Assitej Türkiye Merkezi ve Ankara Üniversitesi işbirliğiyle yapılan Çocuk ve Gençlik Tiyatrosu Çalıştayı: Çocuk Tiyatroları Buluşmasında Beşinci Adım, 17 ve 18 Mart tarihlerinde Ankara’da gerçekleştirildi. Bugünkü yazımda çalıştaya dair izlenimlerimi sizlerle paylaşmak istiyorum. İlk olarak, çalıştay boyunca yapılan sunumlar sırasında aldığım notları okuyucularla paylaşmak istiyorum. Çalıştayın kitapçığı henüz yayına hazırlanmadığı için, konuşmacıların vurgu noktaları üzerinden bir rapor oluşturdum.
Açılış konuşmasını yapan Doç. Dr Tülin Sağlam, Türkiye’deki çocuk tiyatrosunun kuruluş ve gelişimi açısından devletçi paradigmanın bir ürünü olarak geliştiğini belirtti. Eğer çocuk tiyatrosu estetik bir deneyim alanı olarak gelişecekse, ilk olarak Cumhuriyet’in kuruluşundan günümüze devam eden “eğitilmesi gerekli çocuk imajının” tartışılması gerektiğini vurguladı. Örneğin salt Batılılaşmayı öğretmek üzere hazırlanmış yüzlerce oyun metninde, sanatın özünden gelen öğreticilik yerine açık biçim öğreticilik/kuru didaktisizm anlayışının olduğu söyledi. Çocuklar için yazılmış ilk oyun metinlerinden birisi olan M.Kemal Küçük’ün 1935 yılında yazdığı “Tiyatro Dersi Oyunu” bu anlayışın tipik bir örneği olduğunu söyledi.
Doç. Dr. Tülin Sağlam, çağdaş bir çocuk tiyatrosunun gelişmesi için Assitej örgütlenmesinin yaptığı çalışmaların oldukça önemli olduğunu söyledi. Son yıllarda gerek Türkiye’de gerek yurtdışında yapılan festivaller sayesinde, çocuk tiyatrosu paradigmasının değişmeye başladığını belirtti. Çalıştay vasıtasıyla bir araya gelen ve deneyimlerini aktaran herkese teşekkür ederek açılış konuşmasını tamamladı.
Bu yılki ulusal 20 Mart Dünya Çocuk ve Gençlik Tiyatrosu günü bildirisini hazırlayan Kocaeli Bölge Tiyatrosu yönetmeni Burhan Akçin, bir işletme olarak çocuk tiyatrolarının güçlenmesi gerektiğini, esprili bir anlatımla “dükkân olmayınca mal olmayacağını” vurguladı. Son dönemlerde belediyelerde gerçekleşen ihale ve hizmet alımları kategorisine tiyatronun da girdiğini, bu konuda atak davranmak gerektiğini ifade etti. Burhan Akçin, 1998 yılında Alaçatı’da yapılan 1.Çocuk Tiyatrosu çalıştayının sonuç bildirisini okudu ve son yirmi yılda belli kararların alındığını ancak hayata geçirilmekte zorlanıldığını belirtti.

Sağlanan Malzeme:

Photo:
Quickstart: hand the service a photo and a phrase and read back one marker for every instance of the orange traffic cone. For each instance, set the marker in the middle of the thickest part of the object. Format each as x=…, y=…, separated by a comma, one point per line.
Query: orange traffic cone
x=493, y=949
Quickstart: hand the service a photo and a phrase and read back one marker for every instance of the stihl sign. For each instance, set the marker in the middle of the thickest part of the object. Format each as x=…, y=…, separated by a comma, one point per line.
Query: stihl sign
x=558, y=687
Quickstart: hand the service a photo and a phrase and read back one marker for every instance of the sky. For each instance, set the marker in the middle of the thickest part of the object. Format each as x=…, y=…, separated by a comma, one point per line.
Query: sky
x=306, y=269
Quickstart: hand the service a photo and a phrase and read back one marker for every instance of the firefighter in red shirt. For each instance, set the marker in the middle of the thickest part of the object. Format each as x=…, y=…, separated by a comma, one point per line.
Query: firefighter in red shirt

Çözülecek Problem: Çocuk tiyatrosu çalıştayı metninde "Assitej Türkiye Merkezi" ifadesinden "bir rapor oluşturdum." ifadesine kadar olan bölümü birebir kopyalayın.

Görevin Çıktısı:
Assitej Türkiye Merkezi ve Ankara Üniversitesi işbirliğiyle yapılan Çocuk ve Gençlik Tiyatrosu Çalıştayı: Çocuk Tiyatroları Buluşmasında Beşinci Adım, 17 ve 18 Mart tarihlerinde Ankara’da gerçekleştirildi. Bugünkü yazımda çalıştaya dair izlenimlerimi sizlerle paylaşmak istiyorum. İlk olarak, çalıştay boyunca yapılan sunumlar sırasında aldığım notları okuyucularla paylaşmak istiyorum. Çalıştayın kitapçığı henüz yayına hazırlanmadığı için, konuşmacıların vurgu noktaları üzerinden bir rapor oluşturdum.